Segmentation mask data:
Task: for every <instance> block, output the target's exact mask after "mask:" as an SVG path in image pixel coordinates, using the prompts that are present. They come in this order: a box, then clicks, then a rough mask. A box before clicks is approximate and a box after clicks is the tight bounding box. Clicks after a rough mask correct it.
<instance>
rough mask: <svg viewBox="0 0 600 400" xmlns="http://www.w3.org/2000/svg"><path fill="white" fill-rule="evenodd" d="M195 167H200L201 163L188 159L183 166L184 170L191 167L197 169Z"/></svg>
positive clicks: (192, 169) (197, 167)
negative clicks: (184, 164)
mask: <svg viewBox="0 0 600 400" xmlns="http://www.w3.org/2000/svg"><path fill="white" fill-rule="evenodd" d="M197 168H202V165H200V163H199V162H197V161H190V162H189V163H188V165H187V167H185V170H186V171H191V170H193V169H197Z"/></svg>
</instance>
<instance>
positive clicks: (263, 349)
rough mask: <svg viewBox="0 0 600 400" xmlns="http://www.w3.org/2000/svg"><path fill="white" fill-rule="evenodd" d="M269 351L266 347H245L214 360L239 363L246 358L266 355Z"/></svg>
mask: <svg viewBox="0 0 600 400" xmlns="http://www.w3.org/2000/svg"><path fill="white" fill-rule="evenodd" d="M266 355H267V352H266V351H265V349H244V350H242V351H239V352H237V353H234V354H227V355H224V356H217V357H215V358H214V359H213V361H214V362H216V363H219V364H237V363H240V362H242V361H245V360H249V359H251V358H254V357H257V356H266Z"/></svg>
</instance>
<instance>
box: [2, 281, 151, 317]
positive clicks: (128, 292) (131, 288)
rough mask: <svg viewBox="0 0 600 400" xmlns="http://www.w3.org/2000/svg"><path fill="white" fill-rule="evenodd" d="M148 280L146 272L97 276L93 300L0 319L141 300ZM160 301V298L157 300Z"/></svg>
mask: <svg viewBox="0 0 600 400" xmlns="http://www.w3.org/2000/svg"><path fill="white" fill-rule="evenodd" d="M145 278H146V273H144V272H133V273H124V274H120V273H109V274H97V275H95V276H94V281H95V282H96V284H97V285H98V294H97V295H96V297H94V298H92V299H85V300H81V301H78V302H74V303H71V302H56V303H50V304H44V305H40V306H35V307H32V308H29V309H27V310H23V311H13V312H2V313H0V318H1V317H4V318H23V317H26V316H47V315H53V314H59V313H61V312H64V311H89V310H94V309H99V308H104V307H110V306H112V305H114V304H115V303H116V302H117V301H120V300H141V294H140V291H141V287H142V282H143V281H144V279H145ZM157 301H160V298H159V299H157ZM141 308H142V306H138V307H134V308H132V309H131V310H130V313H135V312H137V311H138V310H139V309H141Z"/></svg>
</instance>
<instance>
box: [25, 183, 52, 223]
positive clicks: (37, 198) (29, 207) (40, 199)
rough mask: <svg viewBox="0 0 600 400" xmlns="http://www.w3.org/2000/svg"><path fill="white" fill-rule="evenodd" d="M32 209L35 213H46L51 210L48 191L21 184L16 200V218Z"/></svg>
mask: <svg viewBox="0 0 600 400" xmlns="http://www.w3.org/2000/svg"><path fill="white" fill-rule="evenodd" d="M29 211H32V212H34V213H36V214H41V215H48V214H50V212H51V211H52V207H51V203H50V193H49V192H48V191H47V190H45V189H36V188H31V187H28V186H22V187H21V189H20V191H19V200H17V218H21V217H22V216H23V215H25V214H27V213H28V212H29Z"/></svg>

● **PROBLEM STATEMENT**: I need every line of the data that has the word "positive"; please list them.

● **REPLY TO THE EXERCISE**:
positive clicks: (192, 169) (197, 167)
positive clicks: (263, 349)
positive clicks: (128, 292) (131, 288)
positive clicks: (37, 198) (29, 207) (40, 199)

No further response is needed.